Materials provided: Begin

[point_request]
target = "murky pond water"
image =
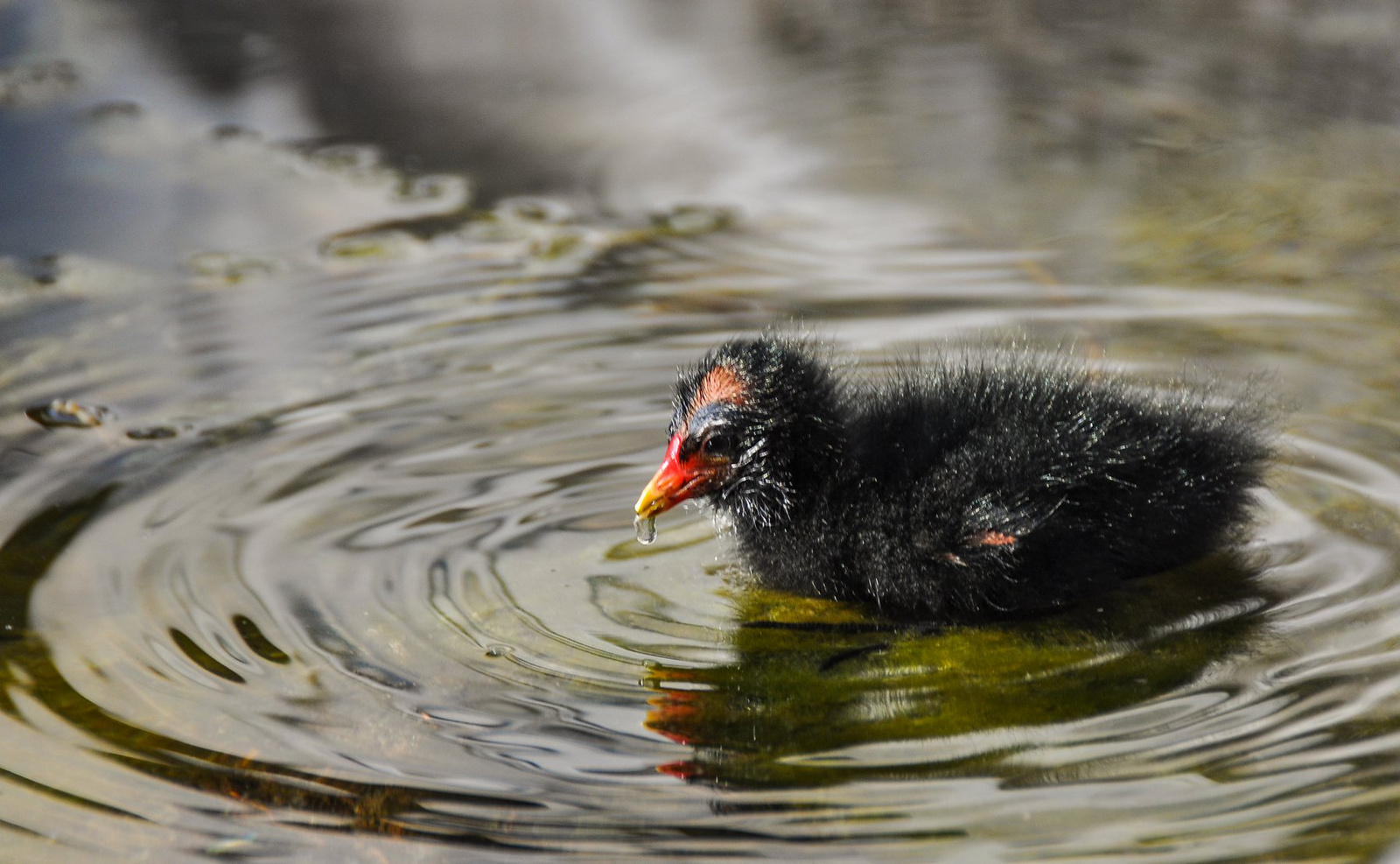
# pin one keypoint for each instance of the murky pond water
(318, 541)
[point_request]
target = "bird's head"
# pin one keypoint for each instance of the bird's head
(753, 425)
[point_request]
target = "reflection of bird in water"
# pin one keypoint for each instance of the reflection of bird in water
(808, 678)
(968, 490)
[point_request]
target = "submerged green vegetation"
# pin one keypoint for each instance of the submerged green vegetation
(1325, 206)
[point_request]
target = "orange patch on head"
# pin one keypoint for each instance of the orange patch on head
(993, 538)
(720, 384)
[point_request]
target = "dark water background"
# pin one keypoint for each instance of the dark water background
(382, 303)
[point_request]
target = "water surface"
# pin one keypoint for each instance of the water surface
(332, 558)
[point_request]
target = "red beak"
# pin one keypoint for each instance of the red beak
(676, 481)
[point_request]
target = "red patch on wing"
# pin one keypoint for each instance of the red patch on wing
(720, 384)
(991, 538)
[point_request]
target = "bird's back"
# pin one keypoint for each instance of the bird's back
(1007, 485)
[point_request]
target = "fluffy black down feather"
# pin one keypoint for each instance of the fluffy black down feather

Materials provided: End

## Work task
Exactly the lines from the one containing "# pin one keypoint for each instance of the water" to the last line of the entries above must be duplicated, with both of those lines included and nothing more.

## Answer to this problem
# pin one keypoint for each instance of the water surface
(332, 558)
[point_request]
target = "red beak"
# pin one keypoint for each instance of the red beak
(676, 481)
[point_request]
target = "red patch on wing"
# pin one keypoint for each instance of the red patch on wing
(720, 384)
(991, 538)
[point_request]
target = "bird's back"
# pin one keypoint for each instance of the bird's back
(1007, 485)
[point_request]
target = "fluffy black down feather"
# pin one keypoint for each instance of the fluffy black down feather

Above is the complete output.